(begin)

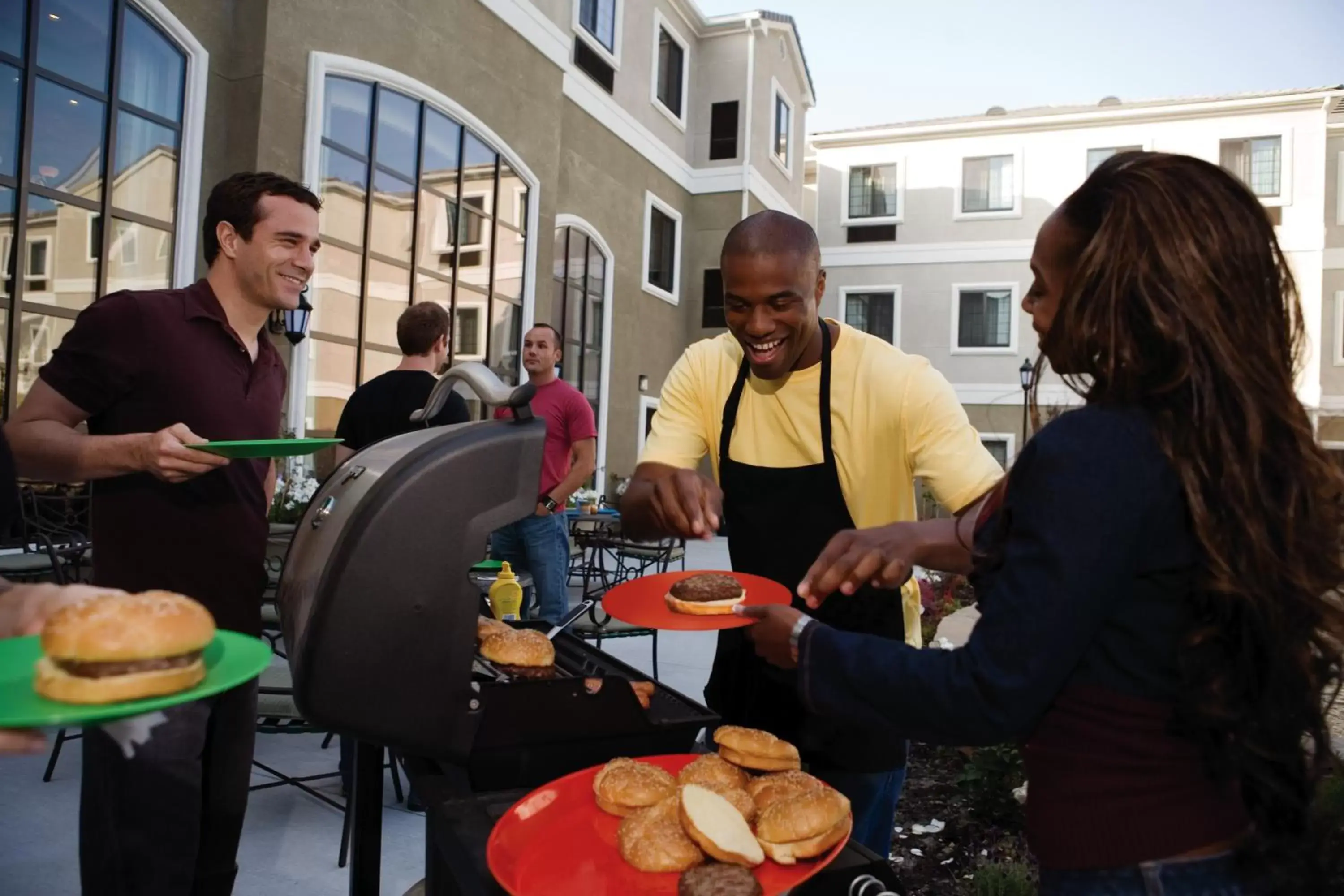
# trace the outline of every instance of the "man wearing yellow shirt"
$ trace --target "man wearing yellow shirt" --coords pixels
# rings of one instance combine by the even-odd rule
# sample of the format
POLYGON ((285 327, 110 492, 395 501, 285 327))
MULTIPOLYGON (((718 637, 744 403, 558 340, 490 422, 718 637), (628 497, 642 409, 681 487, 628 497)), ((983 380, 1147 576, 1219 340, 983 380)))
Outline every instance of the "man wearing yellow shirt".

(end)

[What to produce] Reproduce the listing exactly. Leave its pictures out.

[Output of the task]
# trace the outline of every instance of the "man wearing yellow shirt"
$ trace --target "man wearing yellow shirt" --coords pixels
# rings of one instance combine by the even-odd rule
# sample of the format
POLYGON ((285 327, 110 492, 395 501, 285 327))
MULTIPOLYGON (((718 637, 744 403, 558 340, 490 422, 718 637), (628 497, 642 409, 681 487, 628 497)), ((983 380, 1147 576, 1219 340, 983 380)))
Outline every instance of the "man wearing yellow shirt".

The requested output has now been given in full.